**About this exercise:**
Reproduce the data that follows character for character, but omit its pictures.

--- Provided information Enclosed Below ---

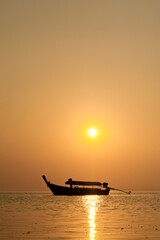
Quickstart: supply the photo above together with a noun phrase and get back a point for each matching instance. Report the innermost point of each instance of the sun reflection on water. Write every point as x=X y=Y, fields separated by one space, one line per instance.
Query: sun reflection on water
x=92 y=204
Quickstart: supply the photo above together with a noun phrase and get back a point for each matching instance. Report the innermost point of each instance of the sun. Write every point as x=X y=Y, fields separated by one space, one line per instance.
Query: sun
x=92 y=132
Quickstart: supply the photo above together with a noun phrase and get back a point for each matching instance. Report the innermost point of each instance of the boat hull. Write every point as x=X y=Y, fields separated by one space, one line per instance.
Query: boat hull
x=76 y=191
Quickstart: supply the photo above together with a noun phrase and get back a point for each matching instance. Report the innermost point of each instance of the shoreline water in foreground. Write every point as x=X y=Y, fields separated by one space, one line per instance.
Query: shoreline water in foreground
x=40 y=215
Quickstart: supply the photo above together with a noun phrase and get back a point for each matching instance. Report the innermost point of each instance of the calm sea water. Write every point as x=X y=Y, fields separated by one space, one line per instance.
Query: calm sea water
x=40 y=215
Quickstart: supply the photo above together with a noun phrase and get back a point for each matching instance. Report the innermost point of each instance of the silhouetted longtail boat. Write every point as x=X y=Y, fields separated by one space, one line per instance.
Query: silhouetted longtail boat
x=91 y=188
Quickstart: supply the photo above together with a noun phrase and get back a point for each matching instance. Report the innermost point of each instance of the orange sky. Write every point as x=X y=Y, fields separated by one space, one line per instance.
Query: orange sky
x=70 y=65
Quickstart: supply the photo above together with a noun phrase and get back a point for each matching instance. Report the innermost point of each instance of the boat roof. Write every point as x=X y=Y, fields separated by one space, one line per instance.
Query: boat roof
x=82 y=183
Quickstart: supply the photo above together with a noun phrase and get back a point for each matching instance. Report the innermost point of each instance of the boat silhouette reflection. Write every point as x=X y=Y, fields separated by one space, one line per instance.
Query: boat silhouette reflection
x=92 y=204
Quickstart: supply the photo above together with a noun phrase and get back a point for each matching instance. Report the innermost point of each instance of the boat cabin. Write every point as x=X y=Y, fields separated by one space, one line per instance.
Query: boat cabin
x=83 y=183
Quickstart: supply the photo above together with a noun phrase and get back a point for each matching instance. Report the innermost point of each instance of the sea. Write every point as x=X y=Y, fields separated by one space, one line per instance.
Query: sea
x=41 y=215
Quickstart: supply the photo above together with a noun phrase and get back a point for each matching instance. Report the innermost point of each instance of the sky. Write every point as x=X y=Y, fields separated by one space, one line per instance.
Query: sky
x=67 y=66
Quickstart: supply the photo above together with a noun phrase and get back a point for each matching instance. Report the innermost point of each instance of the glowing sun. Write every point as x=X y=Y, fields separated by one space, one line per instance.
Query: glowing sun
x=92 y=132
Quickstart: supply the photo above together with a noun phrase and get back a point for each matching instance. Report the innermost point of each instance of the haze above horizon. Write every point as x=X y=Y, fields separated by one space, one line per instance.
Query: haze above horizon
x=70 y=66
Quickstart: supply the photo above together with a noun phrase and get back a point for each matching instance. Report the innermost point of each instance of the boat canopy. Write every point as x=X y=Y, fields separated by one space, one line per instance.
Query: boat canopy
x=82 y=183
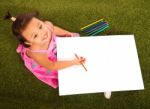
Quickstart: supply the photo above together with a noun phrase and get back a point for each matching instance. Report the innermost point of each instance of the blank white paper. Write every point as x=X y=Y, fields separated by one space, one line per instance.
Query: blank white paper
x=112 y=64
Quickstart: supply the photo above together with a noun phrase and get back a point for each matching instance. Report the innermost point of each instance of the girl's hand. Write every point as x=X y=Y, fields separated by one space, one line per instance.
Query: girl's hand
x=78 y=61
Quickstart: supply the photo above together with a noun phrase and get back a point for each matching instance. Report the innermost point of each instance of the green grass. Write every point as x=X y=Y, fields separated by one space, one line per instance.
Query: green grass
x=19 y=89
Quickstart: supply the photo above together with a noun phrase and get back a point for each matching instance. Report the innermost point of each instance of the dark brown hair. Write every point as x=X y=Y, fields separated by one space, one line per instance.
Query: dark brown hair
x=20 y=24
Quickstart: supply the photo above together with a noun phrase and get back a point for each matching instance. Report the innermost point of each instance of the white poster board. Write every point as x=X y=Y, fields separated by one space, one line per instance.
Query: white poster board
x=112 y=64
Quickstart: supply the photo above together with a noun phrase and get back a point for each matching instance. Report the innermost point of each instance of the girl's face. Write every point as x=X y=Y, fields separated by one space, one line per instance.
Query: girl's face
x=36 y=32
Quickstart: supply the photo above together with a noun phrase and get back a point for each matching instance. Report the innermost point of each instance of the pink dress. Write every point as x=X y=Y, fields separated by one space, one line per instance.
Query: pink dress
x=47 y=76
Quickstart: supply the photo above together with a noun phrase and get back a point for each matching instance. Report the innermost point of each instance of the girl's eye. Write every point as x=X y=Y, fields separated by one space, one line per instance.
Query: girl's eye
x=40 y=27
x=35 y=35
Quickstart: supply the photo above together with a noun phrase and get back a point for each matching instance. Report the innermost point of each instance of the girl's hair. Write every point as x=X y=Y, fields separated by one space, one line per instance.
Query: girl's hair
x=20 y=24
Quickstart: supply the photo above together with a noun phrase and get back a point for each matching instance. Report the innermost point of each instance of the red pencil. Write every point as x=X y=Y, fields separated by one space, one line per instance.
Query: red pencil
x=81 y=62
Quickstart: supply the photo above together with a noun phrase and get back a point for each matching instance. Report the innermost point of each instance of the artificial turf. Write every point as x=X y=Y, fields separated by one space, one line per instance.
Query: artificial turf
x=19 y=89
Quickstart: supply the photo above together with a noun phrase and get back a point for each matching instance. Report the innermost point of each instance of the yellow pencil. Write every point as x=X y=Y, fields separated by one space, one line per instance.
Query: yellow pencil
x=91 y=24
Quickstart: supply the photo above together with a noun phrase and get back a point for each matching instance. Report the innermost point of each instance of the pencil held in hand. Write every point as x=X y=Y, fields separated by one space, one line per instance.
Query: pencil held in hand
x=81 y=62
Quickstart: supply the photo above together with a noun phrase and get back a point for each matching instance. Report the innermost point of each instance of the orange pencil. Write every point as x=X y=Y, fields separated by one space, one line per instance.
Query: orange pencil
x=81 y=62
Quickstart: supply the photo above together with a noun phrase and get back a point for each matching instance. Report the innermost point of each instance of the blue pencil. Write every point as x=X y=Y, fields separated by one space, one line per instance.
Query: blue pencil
x=99 y=26
x=98 y=29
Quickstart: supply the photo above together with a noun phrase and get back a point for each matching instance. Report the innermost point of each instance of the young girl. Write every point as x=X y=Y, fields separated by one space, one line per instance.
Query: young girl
x=38 y=46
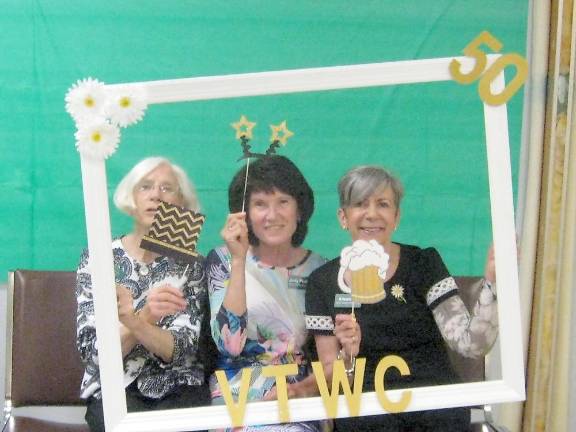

--- End of Enclosed Provided information ---

**Written solution:**
Quickstart: supply the photo above together with a noun phrase and get back a point for each matching instance. Report the innermost point of each instance of the sun reflection on water. Write every point as x=X y=Y, fields separated by one space, one line per instance.
Query: sun reflection on water
x=92 y=204
Quickstart: supply the photo above together with a noun phrase and get back a point for each matching instance. Report the innermost point of each instance of the sun. Write every point as x=X y=Y, fields separated by one space, one line per instance.
Query: sun
x=92 y=132
Quickstart: supply the photo above together with a noun phrase and get back a point for each matching instance. Report the innermost point of each instance of the boat hull. Write every point as x=X y=Y, fields separated by one space, one line per instance.
Query: boat hull
x=76 y=191
Quickstart: supply the photo above together with a noun phrase and get back a point for each matching instance. Report the innermost point of each instance of the shoreline water in foreground. Write every point as x=X y=Y, fields separated by one space, one line per instance.
Query: shoreline water in foreground
x=40 y=215
Quickstart: supply the photo above together with a noun phrase and get back a point for each matching instance. Report the innermost point of each instance of the calm sea water. Write every point as x=X y=Y, fields separated by one space, one line per instance.
Query: calm sea water
x=40 y=215
Quickstart: supply the photo above together with a noun phrase and get back a point for each matching instance. Report the innermost point of each instance of the silhouetted longtail boat. Write every point as x=X y=Y, fields separated by one space, one line per instance.
Query: silhouetted longtail boat
x=91 y=188
Quickstart: supply the photo above together with a noun phrase and get back a point for each matching instance. Report the innermost point of each instance of the orange sky. Write every point as x=X y=Y, fields separated by one space, one line per instance.
Query: orange sky
x=70 y=65
Quickstart: supply the photo above together with a noun phrase and get back a point for each matching instance. Report the innermost point of each instance of the boat roof. Write every point as x=X y=Y, fields separated by one space, one line per instance.
Query: boat roof
x=82 y=183
Quickstart: supply the photo above together with a noun phrase and get back a point for each matching instance. Report the innermost point of each instance of the boat silhouette reflection. Write every point as x=X y=Y, fields separated by one space, one line per instance.
Query: boat silhouette reflection
x=92 y=204
Quickstart: supply the photo above together with a noun phrase and get back a point for each matching instance. Report the innermost point of each instance of the boat cabin. Write every point as x=X y=Y, fields separated by one space, one line per instance.
Query: boat cabin
x=83 y=183
Quickstart: supply the photo above together with a noun phrase and get back a point for each matching instance. Report the innermost point of each instance of the sea. Write every point as x=X y=Y, fields separated by one space, one line per instance.
Query: sea
x=41 y=215
Quickstart: supply the photo above together with a noun phrase and get back a point for each matching instance. Report the innermost point of each instance of the sky. Write every point as x=X y=Y, fields separated by one space, one line per instance.
Query: sky
x=67 y=66
Quickstart: supply the photo above together with a noun phrase and get back a point for each matching instance. Report the innermost point of each instance of the glowing sun. Write every point as x=X y=Y, fields separated by one space, one line per instance.
Query: glowing sun
x=92 y=132
Quickstart: supply the photo above together with a noun phrase and get back a point for each matching instance. Report the innermost point of each instance of the haze above horizon. Write every point as x=X y=Y, fields separated by one space, one line per instance.
Query: haze above horizon
x=70 y=66
Quickstart: supply the photo above together with a noun phrase and get back a point for each matching instance. Report the innermost point of each instance of the boat canopy. Write every point as x=X y=Y, fields separated by one space, one line per instance.
Query: boat canopy
x=82 y=183
Quickstart: supply the photo above together with a noun phrase and get back a point for each matching instance. Report the innermost point of each instance of the blank white paper. Write every point as x=X y=Y, fields separated by one space, one line per instance.
Query: blank white paper
x=112 y=64
Quickstart: supply the photo above together with a noun phrase and get back a point for each matching instance. Report the innermost point of each instance of the girl's hand. Write every point as x=X y=Y, fields separated by one space, one line per instance.
Query: girl's hand
x=78 y=61
Quickstart: supply the photo above together with a noun phrase and get back a point for each matching instance. Report the innermost point of each instance of the green grass. Write every point as x=X y=Y, fields separated by one space, one line per instance.
Query: green grass
x=19 y=89
Quickstart: supply the photo above together with a noun phrase and get back a point for each matching instance. Report the innermost point of each instance of the dark brown hair. Write every point as x=X y=Y, fields separated by one space, one line per instance.
Query: dark brown hair
x=20 y=24
Quickstart: supply the photo above together with a noun phrase and get back a point for each matching instance. Report the innermost point of each instance of the white poster board. Write every point as x=X y=Y, fields separated by one space, one line per instance.
Query: white poster board
x=112 y=64
Quickstart: supply the photo above together with a noun phrase and get back a point for each matching instance. Report the innermost point of each instance of the girl's face. Write every point as x=X y=Y, fields separated by one space, one line per instance.
Query: girl's face
x=36 y=32
Quickstart: supply the photo above together with a noun phrase and get back a point for each matching instance. Report the innermost point of each instance of the pink dress. Write every point as x=X y=Y, fields separated by one space, one line per instance.
Query: pink dress
x=47 y=76
Quickstart: supply the photo above together with a noun phrase and get back a point for each matching instance. Report the innermost point of each instance of the girl's eye. Write every point as x=X y=Y, fields separated by one space, one line per instance.
Query: girl's eye
x=40 y=27
x=35 y=35
Quickstart: supply the photo above together with a noun phrase and get back a point for each matching instance. Report the innermost point of each instance of the girl's hair. Write every point as x=X y=Y, fields separated by one space, one line per instance.
Query: girl's hair
x=20 y=24
Quickstart: supply the photo above together with a noun phrase and get back a point for each matching instance. Report the innermost point of each instance of the red pencil. Write every point as x=X y=Y, fields separated by one space, one line per instance.
Query: red pencil
x=81 y=62
Quickstart: supply the photo above together with a noun phrase and get back a point for each matching instance. Report the innermost point of each instance of the artificial turf. Write every point as x=X y=Y, fields separated by one space, one line per instance.
Query: artificial turf
x=19 y=89
Quickstart: supply the photo above together with a noun phrase and get back a point for each matching instance. Report the innermost point of each instance of the yellow pencil. Write every point as x=X y=Y, fields separated by one space, one line per instance.
Query: yellow pencil
x=91 y=24
Quickstart: supply the photo above together with a noun phrase and get back a point for each matching instance. Report the innermost point of each instance of the pencil held in hand. Write every point as x=X y=Y, fields separated by one space, one line per instance.
Query: pencil held in hand
x=81 y=62
Quickstart: supply the photo above together with a noun phrase and get back a point for each matching instance. Report the innermost point of each instance of the orange pencil. Write every point as x=X y=Y, fields separated by one space, one line per instance.
Query: orange pencil
x=81 y=62
Quickstart: supply the photo above together with a noun phrase and get back a point for each matching instance. Report the innermost point of each instance of the blue pencil. Write every point as x=X y=Y, fields separated by one space, one line per instance.
Query: blue pencil
x=99 y=26
x=98 y=29
Quickstart: supply the photo above together with a noun phrase and get back a point for each matching instance. Report the innermost point of each instance of the young girl. Write every point as x=X y=Y, fields separated by one space, one line per instance.
Query: young girl
x=38 y=46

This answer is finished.